- **EXERCISE TASK**
Count the lines of the listing below that contain the string "boulder" and give only that number.
** start PROVIDED INFORMATION **
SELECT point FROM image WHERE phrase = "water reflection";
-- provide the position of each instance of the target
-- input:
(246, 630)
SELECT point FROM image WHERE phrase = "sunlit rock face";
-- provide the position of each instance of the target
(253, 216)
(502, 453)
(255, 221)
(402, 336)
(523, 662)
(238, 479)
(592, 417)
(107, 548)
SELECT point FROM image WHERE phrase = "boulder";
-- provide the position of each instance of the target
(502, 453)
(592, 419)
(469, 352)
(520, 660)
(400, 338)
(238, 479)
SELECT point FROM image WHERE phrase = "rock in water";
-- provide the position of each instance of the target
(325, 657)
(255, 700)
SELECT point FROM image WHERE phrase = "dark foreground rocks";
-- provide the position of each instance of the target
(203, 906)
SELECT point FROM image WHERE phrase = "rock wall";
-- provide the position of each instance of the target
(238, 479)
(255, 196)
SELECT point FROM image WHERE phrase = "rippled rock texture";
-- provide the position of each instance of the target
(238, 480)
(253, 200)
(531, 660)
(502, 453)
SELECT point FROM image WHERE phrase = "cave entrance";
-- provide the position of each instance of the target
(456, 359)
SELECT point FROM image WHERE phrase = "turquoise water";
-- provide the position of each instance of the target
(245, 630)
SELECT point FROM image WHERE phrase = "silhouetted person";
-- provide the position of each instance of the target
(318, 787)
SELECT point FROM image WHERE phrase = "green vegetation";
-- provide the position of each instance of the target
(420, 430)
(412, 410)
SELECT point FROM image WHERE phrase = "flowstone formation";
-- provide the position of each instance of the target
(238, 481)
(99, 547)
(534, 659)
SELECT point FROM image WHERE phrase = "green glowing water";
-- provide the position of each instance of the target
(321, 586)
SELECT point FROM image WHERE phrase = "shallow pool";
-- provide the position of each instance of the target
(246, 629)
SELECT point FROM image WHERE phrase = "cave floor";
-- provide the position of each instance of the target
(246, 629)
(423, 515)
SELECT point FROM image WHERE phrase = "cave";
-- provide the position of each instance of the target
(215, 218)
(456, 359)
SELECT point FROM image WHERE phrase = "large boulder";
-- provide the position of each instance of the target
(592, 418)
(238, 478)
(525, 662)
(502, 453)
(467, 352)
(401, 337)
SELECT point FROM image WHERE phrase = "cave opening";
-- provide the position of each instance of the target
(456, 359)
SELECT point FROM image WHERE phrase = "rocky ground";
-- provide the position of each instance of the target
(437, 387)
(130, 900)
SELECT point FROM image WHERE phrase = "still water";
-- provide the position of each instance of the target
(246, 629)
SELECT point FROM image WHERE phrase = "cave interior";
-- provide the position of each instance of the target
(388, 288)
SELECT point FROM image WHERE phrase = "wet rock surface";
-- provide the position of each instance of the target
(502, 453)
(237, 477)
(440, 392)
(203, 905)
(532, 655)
** end PROVIDED INFORMATION **
- **FULL ANSWER**
2